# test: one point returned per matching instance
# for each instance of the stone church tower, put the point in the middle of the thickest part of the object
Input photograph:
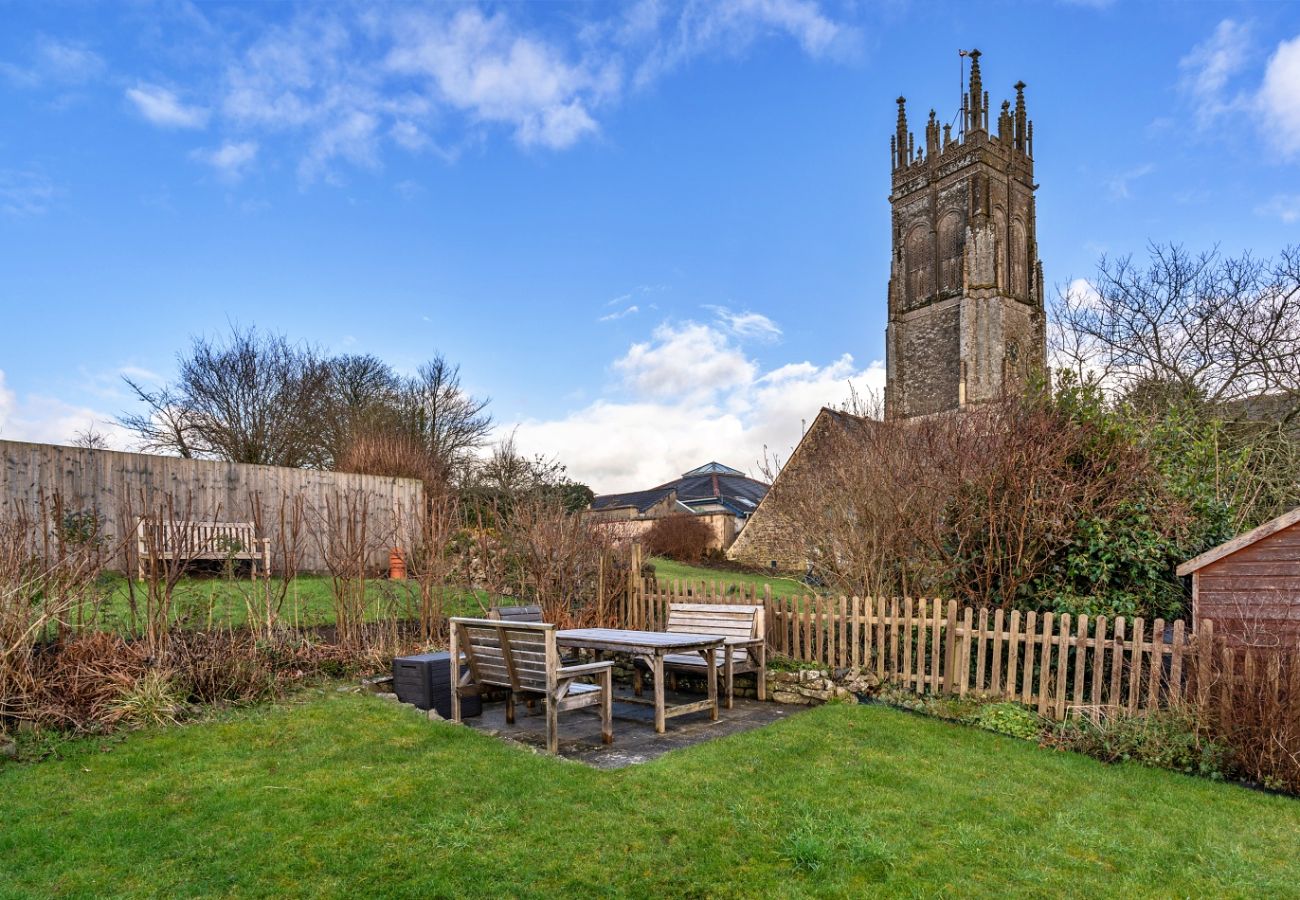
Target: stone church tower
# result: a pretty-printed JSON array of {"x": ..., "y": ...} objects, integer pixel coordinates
[{"x": 966, "y": 317}]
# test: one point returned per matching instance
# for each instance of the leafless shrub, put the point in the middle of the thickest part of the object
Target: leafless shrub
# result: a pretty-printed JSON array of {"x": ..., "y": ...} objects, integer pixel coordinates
[
  {"x": 970, "y": 506},
  {"x": 1252, "y": 705},
  {"x": 681, "y": 536},
  {"x": 349, "y": 541},
  {"x": 430, "y": 562},
  {"x": 393, "y": 453},
  {"x": 165, "y": 548},
  {"x": 216, "y": 667},
  {"x": 547, "y": 555},
  {"x": 76, "y": 684},
  {"x": 264, "y": 595},
  {"x": 1204, "y": 325},
  {"x": 50, "y": 567}
]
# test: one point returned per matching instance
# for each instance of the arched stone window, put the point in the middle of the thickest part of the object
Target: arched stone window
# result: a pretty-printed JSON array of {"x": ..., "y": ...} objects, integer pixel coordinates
[
  {"x": 952, "y": 239},
  {"x": 1019, "y": 256},
  {"x": 919, "y": 259}
]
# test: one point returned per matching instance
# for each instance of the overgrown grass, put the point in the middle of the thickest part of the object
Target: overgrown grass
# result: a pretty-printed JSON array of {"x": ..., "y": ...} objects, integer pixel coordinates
[
  {"x": 781, "y": 587},
  {"x": 346, "y": 796}
]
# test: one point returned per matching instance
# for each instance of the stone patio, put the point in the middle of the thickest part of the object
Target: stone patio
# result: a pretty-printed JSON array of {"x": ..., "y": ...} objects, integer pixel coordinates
[{"x": 635, "y": 739}]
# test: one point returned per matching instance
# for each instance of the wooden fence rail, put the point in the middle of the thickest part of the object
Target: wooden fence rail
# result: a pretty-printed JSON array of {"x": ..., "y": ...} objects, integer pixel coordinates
[{"x": 1058, "y": 665}]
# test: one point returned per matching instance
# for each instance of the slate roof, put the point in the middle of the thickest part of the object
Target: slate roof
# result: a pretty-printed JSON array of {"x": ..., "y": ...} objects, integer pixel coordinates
[{"x": 711, "y": 484}]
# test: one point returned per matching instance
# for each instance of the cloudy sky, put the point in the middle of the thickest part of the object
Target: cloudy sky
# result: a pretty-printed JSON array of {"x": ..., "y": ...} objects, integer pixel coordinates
[{"x": 654, "y": 233}]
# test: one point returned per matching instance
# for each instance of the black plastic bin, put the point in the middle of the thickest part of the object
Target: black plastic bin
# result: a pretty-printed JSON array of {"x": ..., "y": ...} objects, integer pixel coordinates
[{"x": 425, "y": 680}]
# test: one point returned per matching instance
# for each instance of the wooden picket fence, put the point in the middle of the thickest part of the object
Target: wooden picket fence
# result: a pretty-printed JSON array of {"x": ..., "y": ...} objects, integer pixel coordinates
[{"x": 1058, "y": 665}]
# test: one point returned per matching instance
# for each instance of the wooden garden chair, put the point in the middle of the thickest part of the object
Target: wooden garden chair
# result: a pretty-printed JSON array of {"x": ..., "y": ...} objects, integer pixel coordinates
[
  {"x": 523, "y": 658},
  {"x": 745, "y": 650}
]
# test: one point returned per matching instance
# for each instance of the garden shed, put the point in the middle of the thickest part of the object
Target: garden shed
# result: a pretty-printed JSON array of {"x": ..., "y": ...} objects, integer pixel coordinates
[{"x": 1249, "y": 587}]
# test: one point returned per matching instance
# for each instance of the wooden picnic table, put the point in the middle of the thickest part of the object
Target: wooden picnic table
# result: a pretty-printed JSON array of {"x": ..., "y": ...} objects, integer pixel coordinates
[{"x": 651, "y": 647}]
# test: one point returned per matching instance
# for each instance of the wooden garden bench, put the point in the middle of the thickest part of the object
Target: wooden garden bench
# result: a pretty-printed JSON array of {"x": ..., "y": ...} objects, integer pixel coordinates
[
  {"x": 745, "y": 650},
  {"x": 523, "y": 657},
  {"x": 200, "y": 540}
]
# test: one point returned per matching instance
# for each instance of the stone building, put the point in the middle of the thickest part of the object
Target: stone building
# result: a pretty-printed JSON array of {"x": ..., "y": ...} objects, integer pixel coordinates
[
  {"x": 719, "y": 496},
  {"x": 966, "y": 317},
  {"x": 767, "y": 540}
]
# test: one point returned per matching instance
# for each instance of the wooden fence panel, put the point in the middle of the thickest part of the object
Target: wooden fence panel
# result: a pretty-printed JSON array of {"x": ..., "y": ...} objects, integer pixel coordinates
[
  {"x": 118, "y": 487},
  {"x": 1058, "y": 665}
]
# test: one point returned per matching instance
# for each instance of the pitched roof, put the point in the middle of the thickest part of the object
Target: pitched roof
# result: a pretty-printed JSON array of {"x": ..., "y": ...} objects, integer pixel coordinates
[
  {"x": 1240, "y": 541},
  {"x": 711, "y": 483}
]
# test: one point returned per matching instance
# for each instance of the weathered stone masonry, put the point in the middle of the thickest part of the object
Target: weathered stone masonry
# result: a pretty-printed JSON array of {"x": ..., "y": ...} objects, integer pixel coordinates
[{"x": 966, "y": 317}]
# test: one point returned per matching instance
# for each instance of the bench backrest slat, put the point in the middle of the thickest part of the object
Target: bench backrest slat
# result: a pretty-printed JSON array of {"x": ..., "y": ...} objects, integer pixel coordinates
[
  {"x": 511, "y": 654},
  {"x": 744, "y": 621}
]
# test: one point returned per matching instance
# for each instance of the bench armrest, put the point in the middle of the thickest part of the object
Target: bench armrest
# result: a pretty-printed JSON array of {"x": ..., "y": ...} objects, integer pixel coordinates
[{"x": 585, "y": 669}]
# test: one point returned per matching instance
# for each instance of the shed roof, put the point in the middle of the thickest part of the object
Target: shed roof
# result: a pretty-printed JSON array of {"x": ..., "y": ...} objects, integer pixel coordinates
[{"x": 1240, "y": 541}]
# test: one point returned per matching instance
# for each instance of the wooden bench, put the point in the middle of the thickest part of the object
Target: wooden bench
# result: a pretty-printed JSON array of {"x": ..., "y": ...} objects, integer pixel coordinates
[
  {"x": 523, "y": 657},
  {"x": 745, "y": 650},
  {"x": 532, "y": 613},
  {"x": 200, "y": 540}
]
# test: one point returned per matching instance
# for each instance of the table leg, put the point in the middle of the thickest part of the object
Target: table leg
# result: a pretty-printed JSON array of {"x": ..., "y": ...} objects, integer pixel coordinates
[
  {"x": 658, "y": 693},
  {"x": 711, "y": 675},
  {"x": 729, "y": 680}
]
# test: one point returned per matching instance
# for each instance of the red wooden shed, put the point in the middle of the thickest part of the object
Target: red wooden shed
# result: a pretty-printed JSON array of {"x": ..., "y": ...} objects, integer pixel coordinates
[{"x": 1249, "y": 587}]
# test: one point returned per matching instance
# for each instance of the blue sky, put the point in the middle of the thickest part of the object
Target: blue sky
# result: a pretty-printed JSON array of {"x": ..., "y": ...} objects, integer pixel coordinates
[{"x": 654, "y": 233}]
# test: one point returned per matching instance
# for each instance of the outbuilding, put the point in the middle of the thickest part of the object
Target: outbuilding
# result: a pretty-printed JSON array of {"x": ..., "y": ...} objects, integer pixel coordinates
[{"x": 1249, "y": 587}]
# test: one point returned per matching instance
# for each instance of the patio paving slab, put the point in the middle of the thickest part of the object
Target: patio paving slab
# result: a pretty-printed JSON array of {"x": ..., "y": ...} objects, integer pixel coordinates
[{"x": 635, "y": 739}]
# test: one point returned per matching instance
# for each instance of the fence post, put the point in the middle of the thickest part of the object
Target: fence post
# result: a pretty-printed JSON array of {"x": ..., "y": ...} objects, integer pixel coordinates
[
  {"x": 1062, "y": 687},
  {"x": 1013, "y": 653},
  {"x": 1045, "y": 662},
  {"x": 1205, "y": 662},
  {"x": 1080, "y": 660},
  {"x": 1135, "y": 666},
  {"x": 1157, "y": 663},
  {"x": 1175, "y": 665},
  {"x": 1099, "y": 661}
]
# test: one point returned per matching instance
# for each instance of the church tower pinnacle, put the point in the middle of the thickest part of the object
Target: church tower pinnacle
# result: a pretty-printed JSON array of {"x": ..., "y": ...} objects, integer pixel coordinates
[{"x": 966, "y": 315}]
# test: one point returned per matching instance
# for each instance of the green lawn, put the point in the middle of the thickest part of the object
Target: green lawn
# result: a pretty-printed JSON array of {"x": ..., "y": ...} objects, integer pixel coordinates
[
  {"x": 343, "y": 795},
  {"x": 781, "y": 587},
  {"x": 203, "y": 601}
]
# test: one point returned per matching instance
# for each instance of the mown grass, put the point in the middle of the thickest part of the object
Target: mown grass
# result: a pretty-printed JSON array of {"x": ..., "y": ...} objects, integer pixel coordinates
[
  {"x": 217, "y": 601},
  {"x": 350, "y": 796},
  {"x": 781, "y": 587}
]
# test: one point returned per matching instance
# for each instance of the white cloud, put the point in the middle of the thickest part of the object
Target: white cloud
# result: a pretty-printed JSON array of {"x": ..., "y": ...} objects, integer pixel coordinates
[
  {"x": 693, "y": 396},
  {"x": 230, "y": 160},
  {"x": 746, "y": 324},
  {"x": 1213, "y": 76},
  {"x": 1121, "y": 184},
  {"x": 59, "y": 63},
  {"x": 349, "y": 82},
  {"x": 1084, "y": 293},
  {"x": 25, "y": 193},
  {"x": 1279, "y": 98},
  {"x": 689, "y": 360},
  {"x": 729, "y": 26},
  {"x": 1283, "y": 207},
  {"x": 50, "y": 420},
  {"x": 629, "y": 311},
  {"x": 1210, "y": 64},
  {"x": 164, "y": 108},
  {"x": 482, "y": 65}
]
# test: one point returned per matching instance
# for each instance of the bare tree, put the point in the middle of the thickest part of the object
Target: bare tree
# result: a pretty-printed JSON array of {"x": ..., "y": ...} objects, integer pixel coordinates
[
  {"x": 449, "y": 422},
  {"x": 251, "y": 399},
  {"x": 91, "y": 438},
  {"x": 362, "y": 399},
  {"x": 1201, "y": 327}
]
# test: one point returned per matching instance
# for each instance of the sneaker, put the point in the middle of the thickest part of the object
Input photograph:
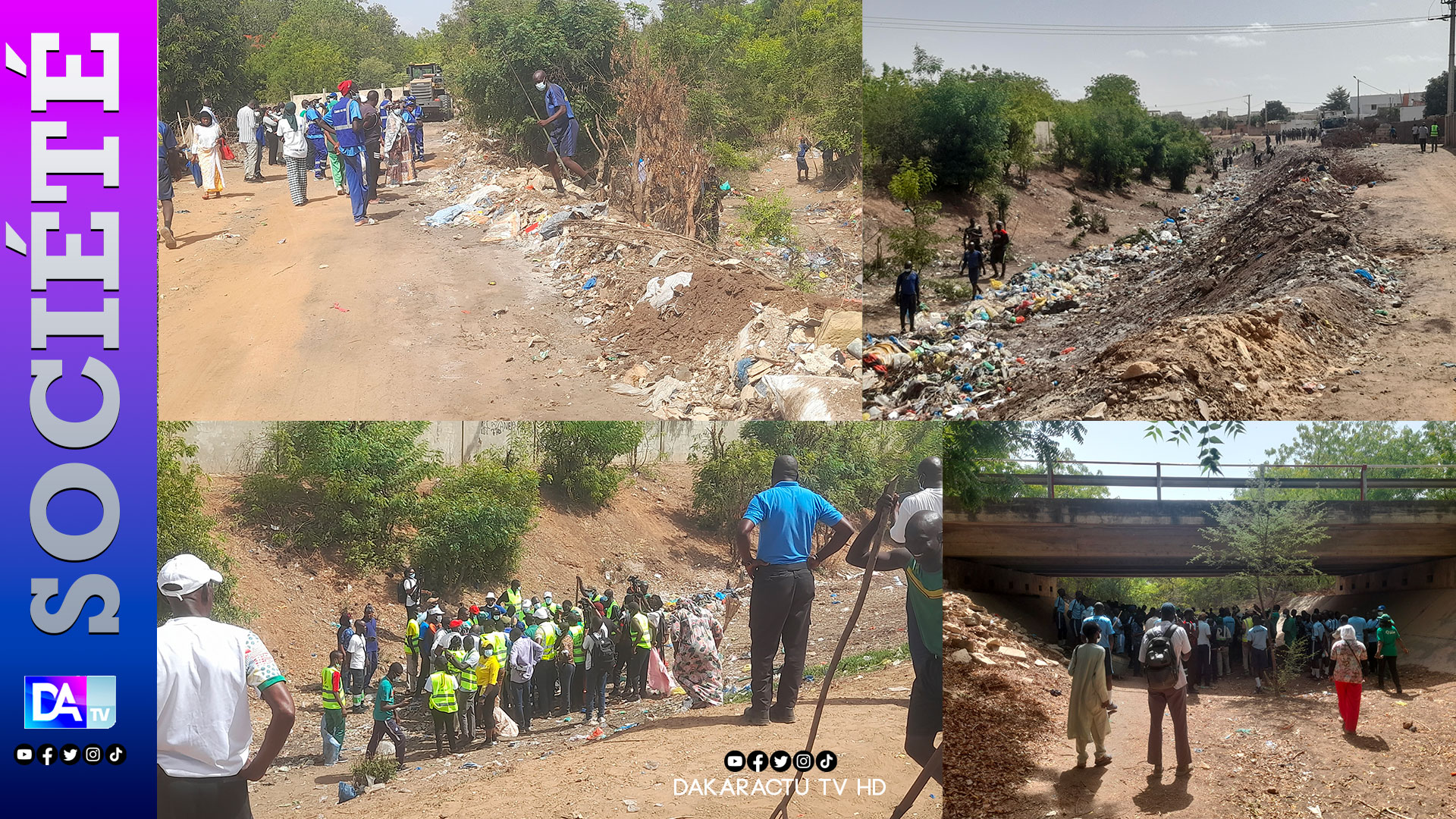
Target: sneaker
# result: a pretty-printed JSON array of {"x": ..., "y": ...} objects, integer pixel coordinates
[{"x": 755, "y": 717}]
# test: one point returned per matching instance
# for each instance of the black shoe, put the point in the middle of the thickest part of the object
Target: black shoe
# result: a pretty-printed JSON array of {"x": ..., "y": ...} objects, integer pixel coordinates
[
  {"x": 755, "y": 717},
  {"x": 781, "y": 714}
]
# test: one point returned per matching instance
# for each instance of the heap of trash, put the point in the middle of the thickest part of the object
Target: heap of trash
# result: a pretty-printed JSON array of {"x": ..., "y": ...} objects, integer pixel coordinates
[
  {"x": 686, "y": 328},
  {"x": 1238, "y": 303}
]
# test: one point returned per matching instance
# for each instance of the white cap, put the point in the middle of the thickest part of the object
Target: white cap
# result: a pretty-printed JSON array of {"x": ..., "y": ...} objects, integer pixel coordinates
[{"x": 184, "y": 575}]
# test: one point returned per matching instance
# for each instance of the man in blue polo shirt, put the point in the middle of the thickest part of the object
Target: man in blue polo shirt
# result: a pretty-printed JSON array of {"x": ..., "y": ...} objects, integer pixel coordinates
[
  {"x": 783, "y": 583},
  {"x": 561, "y": 127}
]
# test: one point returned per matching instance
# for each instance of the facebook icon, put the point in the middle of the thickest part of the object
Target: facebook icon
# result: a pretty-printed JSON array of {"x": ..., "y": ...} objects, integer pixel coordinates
[{"x": 71, "y": 701}]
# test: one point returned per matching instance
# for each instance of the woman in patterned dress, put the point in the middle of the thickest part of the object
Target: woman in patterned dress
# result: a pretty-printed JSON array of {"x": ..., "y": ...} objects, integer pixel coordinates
+-------+
» **Work to be completed**
Taking the line with "# for each instance of the fence" as the first and the line with "Target: church tower pinnacle" as the last, retype that stretch of the data above exactly, with no other lines.

» **Task output**
# for each instance of the fence post, put the point in the middle of the thickest part of the object
Target: fence post
# result: a pretty-printed JSON array of {"x": ..., "y": ...} objects, integer pixel coordinates
[
  {"x": 1062, "y": 687},
  {"x": 1013, "y": 653},
  {"x": 1045, "y": 662},
  {"x": 1205, "y": 662},
  {"x": 1080, "y": 660},
  {"x": 1135, "y": 666},
  {"x": 1157, "y": 663},
  {"x": 1175, "y": 665},
  {"x": 1099, "y": 661}
]
# test: one point returned per matching instance
# for each instance of the church tower pinnacle, put the point in the middle of the thickest part of the object
Target: church tower pinnacle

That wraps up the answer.